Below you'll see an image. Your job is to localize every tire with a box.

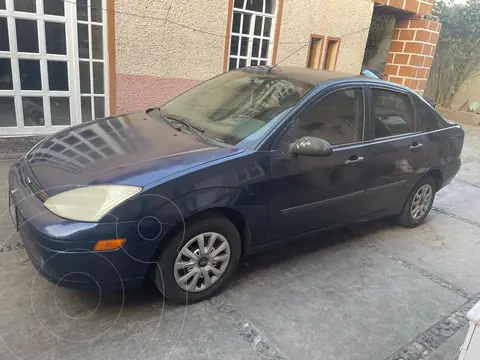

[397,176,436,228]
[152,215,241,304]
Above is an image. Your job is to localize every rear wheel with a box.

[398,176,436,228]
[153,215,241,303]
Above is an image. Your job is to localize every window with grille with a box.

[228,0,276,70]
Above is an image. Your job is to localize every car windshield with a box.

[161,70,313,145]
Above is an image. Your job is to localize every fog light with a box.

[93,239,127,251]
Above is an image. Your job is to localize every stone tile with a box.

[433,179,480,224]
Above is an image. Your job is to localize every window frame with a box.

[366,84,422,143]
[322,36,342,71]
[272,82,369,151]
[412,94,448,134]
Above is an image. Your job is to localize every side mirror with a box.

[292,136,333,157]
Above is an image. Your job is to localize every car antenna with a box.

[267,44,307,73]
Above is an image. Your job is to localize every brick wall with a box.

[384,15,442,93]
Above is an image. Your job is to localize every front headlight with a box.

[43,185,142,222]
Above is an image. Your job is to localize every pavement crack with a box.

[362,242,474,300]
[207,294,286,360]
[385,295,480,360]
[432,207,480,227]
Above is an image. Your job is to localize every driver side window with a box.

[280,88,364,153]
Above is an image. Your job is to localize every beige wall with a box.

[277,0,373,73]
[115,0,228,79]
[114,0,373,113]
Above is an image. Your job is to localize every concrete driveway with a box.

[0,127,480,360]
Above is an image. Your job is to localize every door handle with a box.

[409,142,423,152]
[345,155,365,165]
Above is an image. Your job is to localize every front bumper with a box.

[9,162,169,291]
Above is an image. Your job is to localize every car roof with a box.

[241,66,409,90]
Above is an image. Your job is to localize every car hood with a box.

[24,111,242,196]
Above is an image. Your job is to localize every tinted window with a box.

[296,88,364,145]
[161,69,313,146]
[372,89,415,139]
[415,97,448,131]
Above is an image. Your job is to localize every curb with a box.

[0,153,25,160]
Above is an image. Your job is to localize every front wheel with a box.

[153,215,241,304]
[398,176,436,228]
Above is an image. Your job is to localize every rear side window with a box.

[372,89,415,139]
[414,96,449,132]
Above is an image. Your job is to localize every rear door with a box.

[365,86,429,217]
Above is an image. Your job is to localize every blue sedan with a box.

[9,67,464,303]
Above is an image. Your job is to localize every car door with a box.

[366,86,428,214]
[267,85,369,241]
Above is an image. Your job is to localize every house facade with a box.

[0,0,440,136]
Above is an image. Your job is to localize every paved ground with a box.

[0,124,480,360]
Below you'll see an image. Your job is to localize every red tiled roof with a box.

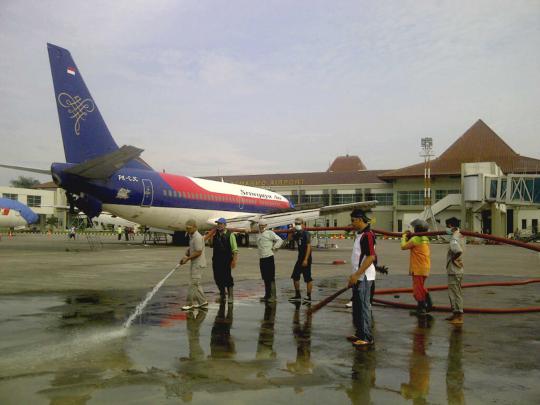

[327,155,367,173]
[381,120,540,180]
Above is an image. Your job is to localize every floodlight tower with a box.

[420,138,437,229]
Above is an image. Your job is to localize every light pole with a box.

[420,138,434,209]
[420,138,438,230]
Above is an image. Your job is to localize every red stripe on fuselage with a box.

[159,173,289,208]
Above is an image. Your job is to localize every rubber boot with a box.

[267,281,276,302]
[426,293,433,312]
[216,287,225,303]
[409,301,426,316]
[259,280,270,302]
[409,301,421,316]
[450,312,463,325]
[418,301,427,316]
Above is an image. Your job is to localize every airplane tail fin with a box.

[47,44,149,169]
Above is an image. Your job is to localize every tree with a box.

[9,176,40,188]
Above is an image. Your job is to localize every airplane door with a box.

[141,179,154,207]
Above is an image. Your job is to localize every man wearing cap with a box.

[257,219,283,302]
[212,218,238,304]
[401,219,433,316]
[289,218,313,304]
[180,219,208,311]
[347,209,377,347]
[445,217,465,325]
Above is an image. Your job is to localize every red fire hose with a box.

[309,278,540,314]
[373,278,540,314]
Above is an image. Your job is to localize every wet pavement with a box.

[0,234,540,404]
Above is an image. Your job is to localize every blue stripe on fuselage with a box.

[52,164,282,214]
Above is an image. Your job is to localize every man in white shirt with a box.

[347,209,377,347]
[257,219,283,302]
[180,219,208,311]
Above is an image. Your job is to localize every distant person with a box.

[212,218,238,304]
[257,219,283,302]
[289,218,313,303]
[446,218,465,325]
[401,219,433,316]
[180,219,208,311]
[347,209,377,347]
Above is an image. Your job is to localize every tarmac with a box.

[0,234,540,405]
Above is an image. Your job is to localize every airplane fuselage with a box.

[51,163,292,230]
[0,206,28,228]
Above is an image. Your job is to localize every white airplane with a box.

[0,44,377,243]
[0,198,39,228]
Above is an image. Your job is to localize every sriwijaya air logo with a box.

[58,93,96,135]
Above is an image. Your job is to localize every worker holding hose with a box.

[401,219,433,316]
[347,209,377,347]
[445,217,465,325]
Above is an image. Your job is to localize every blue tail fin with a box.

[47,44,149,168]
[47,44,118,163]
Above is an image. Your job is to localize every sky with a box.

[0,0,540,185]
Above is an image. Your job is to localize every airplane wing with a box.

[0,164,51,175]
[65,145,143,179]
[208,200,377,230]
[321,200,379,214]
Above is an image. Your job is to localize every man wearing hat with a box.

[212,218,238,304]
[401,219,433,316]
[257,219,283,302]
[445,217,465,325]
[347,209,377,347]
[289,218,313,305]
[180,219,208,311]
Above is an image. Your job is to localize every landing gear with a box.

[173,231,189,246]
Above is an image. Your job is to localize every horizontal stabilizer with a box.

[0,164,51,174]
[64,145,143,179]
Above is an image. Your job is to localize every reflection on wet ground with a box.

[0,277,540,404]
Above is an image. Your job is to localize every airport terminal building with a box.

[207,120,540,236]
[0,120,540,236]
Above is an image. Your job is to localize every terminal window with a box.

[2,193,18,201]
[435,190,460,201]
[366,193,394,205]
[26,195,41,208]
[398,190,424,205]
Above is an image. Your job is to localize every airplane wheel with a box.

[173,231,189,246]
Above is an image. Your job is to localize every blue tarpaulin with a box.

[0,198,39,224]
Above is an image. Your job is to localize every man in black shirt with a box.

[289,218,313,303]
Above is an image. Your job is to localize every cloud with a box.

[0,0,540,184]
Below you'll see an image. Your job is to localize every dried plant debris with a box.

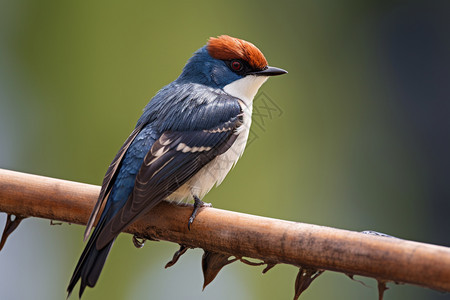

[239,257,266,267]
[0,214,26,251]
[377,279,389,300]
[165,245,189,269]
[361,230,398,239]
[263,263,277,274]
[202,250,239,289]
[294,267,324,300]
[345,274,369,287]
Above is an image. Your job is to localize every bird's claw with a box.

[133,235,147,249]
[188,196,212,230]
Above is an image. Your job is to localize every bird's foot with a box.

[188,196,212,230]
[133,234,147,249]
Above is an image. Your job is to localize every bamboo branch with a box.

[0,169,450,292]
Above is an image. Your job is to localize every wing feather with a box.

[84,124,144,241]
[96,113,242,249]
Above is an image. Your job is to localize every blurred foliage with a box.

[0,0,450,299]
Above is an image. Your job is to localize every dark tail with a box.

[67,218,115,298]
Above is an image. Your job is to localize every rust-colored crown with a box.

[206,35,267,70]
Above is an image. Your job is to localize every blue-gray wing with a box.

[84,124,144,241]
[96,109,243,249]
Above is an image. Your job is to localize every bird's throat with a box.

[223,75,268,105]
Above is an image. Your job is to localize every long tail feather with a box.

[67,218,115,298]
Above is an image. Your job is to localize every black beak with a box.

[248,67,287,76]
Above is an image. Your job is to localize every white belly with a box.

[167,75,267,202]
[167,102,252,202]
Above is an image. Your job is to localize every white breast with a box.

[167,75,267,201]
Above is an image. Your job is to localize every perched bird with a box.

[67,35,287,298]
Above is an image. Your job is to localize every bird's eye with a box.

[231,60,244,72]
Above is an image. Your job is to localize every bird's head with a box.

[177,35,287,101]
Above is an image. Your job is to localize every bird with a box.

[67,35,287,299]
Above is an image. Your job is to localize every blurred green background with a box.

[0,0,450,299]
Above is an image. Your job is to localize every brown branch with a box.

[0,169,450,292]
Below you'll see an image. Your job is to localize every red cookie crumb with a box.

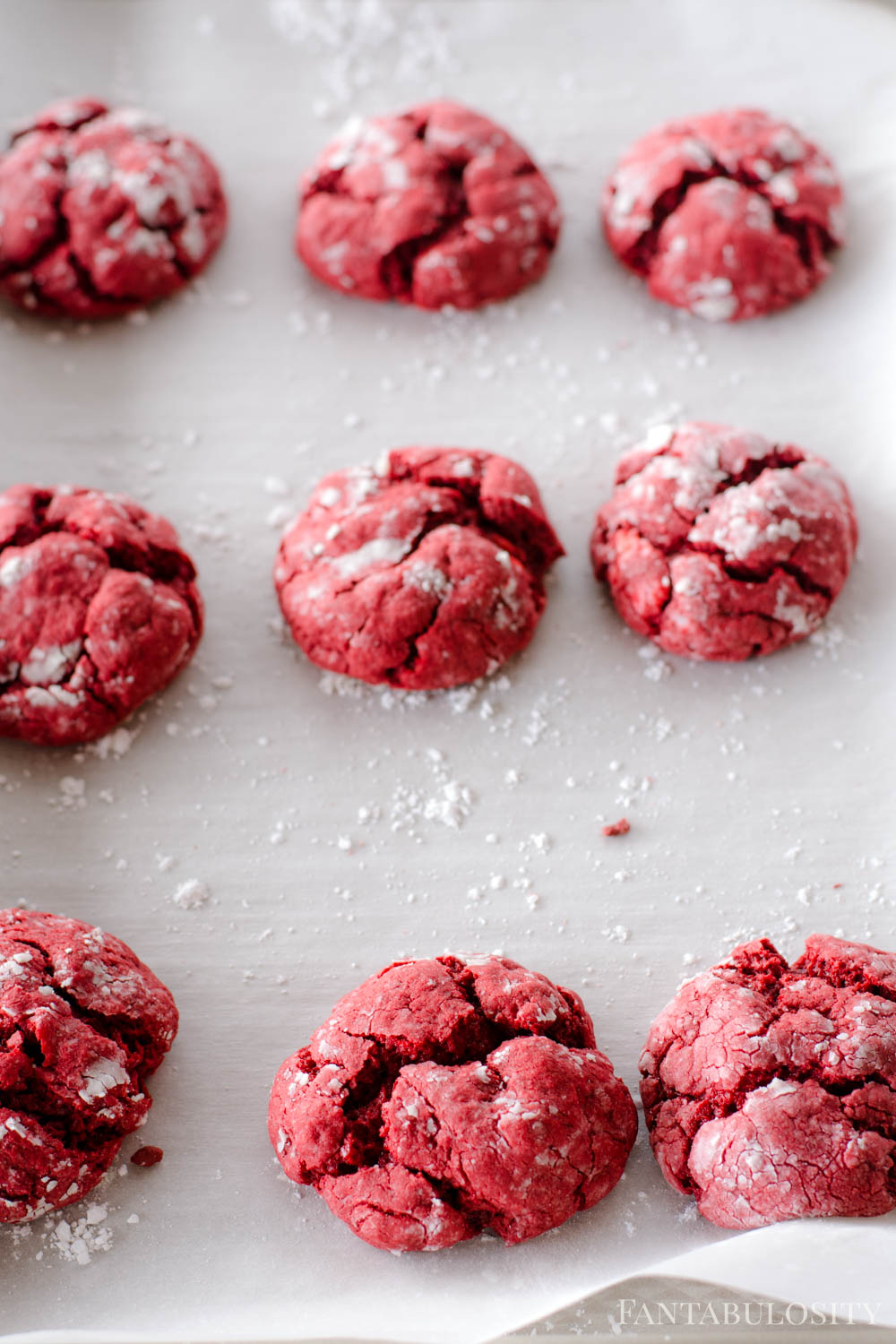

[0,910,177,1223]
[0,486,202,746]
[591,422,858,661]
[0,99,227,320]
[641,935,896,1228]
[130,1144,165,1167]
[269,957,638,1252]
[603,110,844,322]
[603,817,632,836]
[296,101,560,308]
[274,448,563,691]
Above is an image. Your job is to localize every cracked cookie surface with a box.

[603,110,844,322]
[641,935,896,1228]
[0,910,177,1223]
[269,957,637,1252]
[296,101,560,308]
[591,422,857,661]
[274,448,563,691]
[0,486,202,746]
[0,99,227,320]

> Aim
Turn the rows starting with the line with "Above is an image. Your job is to localize every tarmac" and going on through the line with "[0,120,540,236]" into a two-column CSV headed instruction and boxes, one line per row. Wrap each field in double quotes and replace any line breaks inside a field with spaces.

> Finished exercise
instruction,boxes
"Above is an image. Your job is to localize every tarmac with a box.","[0,234,540,405]"
"Above is an image. Your job is to localize every airplane fuselage with a box.","[51,163,292,230] [0,206,28,228]"
"Above is an image. Your job is to localize every white airplane with a box.","[0,44,377,243] [0,198,39,228]"
"Above is an image. Your job is to localize every sriwijaya air logo with a box.","[58,93,96,135]"
"Above is an image. Your job is to localize every worker holding hose with a box.","[401,219,433,316] [347,209,377,347] [445,217,465,325]"
"Above is an image. Your job is to localize every blue tail fin with a box.","[47,44,149,168] [47,44,118,163]"
"Above is an image. Your job is to localize every sky with a box.","[0,0,540,185]"
"Above is an image. Your job is to localize every airplane wing with a box.","[0,164,51,175] [65,145,143,179] [208,200,377,230] [321,200,379,214]"
"Above is an image. Your job is to localize every man wearing hat with a box.","[212,218,238,304] [401,219,433,316] [257,219,283,302] [445,217,465,325] [347,209,377,347] [289,218,313,305] [180,219,208,311]"
"Above is an image. Your job is to localize every landing gear with a box.","[173,231,189,246]"
"Above is an image. Your job is to localize every horizontal stabilizer with a box.","[0,164,51,174] [64,145,143,179]"
"Above is an image. Your job is to localize every reflection on wet ground with a box.","[0,277,540,404]"
"Above is an image. Your job is to localize every airport terminal building with a box.","[207,120,540,236] [0,120,540,236]"